Cães, rendam-se aos de Salé!

 

 

 

 

 

 

 

 

 

 

 

 

 

 

 

 

 

O estabelecimento do terror da inquisição em 1478 em Espanha e em 1536 em Portugal, deu origem a um êxodo de milhares de mouriscos da Península para Marrocos. Muitos destes espoliados foram engrossar as fileiras do corso, transferindo para o mar a guerra que contra eles fora iniciada.

No início do século XVII a “guerra do corso” estava no seu auge. Dos vários ninhos de corsários estabelecidos nas costas de Marrocos destacou-se o dos corsários de Salé. A sua actividade era tal, que se estima que só entre 1618 e 1624 terão feito 6.000 cativos, atacado 1.000 navios e pilhado mercadorias num total equivalente a cerca de três mil milhões de euros em moeda actual.

A partir de 1627 os corsários de Salé proclamam uma república independente que iria vigorar durante 41 anos e que ficou conhecida por República de Salé, República das Duas Margens ou República Corsária de Bouregreg, nome do rio que divide as cidades de Salé e Rabat.

 

 

 

 

 

 

 

 

 

 

 

 

 

 

 

 

 

 

 

 

Hornachos é uma povoação da Extremadura Espanhola, habitada no início do século XVII por uma importante comunidade de mouriscos. Essa comunidade conseguiu manter-se em Espanha até 1609 à custa de subornos à inquisição e à própria coroa espanhola, a quem tinham inclusivamente comprado o direito de usar armas, no tempo de Filipe II, mediante o pagamento de 30.000 ducados. Ao contrário da maioria dos mouriscos, os hornacheros continuavam fieis ao Islão e falavam o Árabe. Tinham fama de serem um “bando de rufiões”, uns fanáticos, salteadores de estrada e falsificadores de moeda.

------------------------------

● **OBJETIVO DA TAREFA A**
Reescreva tudo o que vai do início dos registos até à linha que contém "377,124 -> 419,221", inclusive, trocando "boot sole" por "shoe sole" e deixando o resto inalterado.

------------------------------

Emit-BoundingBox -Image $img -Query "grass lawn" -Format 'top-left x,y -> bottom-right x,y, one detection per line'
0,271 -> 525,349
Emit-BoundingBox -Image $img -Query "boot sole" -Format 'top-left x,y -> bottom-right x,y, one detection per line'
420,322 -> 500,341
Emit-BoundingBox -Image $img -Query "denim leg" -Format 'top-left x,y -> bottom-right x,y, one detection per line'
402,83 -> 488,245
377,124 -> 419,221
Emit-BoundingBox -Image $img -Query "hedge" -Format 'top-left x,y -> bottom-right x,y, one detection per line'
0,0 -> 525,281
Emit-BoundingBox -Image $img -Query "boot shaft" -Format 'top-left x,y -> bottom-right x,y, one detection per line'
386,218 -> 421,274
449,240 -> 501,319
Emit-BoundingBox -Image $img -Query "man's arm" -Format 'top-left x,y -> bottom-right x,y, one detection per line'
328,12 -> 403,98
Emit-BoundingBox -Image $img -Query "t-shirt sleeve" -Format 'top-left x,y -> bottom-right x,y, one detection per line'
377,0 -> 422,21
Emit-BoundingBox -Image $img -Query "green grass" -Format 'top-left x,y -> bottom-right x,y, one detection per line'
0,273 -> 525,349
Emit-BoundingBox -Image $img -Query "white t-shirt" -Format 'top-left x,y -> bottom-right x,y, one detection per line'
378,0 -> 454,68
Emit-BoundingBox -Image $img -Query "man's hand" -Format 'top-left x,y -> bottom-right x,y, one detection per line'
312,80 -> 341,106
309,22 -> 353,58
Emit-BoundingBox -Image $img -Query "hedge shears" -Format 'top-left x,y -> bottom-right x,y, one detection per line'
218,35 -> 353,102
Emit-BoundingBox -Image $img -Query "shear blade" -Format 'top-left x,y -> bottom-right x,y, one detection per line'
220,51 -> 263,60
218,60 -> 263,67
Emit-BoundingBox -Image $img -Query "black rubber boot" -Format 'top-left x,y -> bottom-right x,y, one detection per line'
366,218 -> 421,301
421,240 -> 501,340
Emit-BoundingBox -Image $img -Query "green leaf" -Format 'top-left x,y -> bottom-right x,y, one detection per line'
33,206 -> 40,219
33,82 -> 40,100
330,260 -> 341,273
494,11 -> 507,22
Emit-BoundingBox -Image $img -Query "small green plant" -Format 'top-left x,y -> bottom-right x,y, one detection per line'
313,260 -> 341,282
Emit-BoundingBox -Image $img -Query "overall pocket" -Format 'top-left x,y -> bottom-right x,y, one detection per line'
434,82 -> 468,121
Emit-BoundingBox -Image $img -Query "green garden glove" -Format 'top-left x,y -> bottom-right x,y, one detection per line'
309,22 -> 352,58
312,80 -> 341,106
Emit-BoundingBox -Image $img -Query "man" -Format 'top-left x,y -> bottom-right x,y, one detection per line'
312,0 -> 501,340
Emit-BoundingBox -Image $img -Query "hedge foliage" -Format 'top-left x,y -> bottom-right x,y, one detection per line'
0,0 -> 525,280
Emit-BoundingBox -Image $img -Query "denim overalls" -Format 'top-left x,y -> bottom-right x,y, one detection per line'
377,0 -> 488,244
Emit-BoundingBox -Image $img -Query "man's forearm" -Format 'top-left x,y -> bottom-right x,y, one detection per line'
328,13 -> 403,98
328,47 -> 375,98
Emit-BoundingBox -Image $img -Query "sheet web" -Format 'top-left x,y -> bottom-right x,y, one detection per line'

------------------------------

● **OBJETIVO DA TAREFA B**
Responda, com base no excerto:
(i) Em que anos se estabeleceu a inquisição em Espanha e em Portugal?
(ii) Durante quantos anos vigorou a república proclamada pelos corsários de Salé?
(iii) Quanto pagaram os mouriscos de Hornachos pelo direito de usar armas?

● **RESOLUÇÃO DO EXERCÍCIO A**
Emit-BoundingBox -Image $img -Query "grass lawn" -Format 'top-left x,y -> bottom-right x,y, one detection per line'
0,271 -> 525,349
Emit-BoundingBox -Image $img -Query "shoe sole" -Format 'top-left x,y -> bottom-right x,y, one detection per line'
420,322 -> 500,341
Emit-BoundingBox -Image $img -Query "denim leg" -Format 'top-left x,y -> bottom-right x,y, one detection per line'
402,83 -> 488,245
377,124 -> 419,221

● **RESOLUÇÃO DO EXERCÍCIO B**
(i) Em 1478 em Espanha e em 1536 em Portugal.
(ii) Durante 41 anos.
(iii) 30.000 ducados.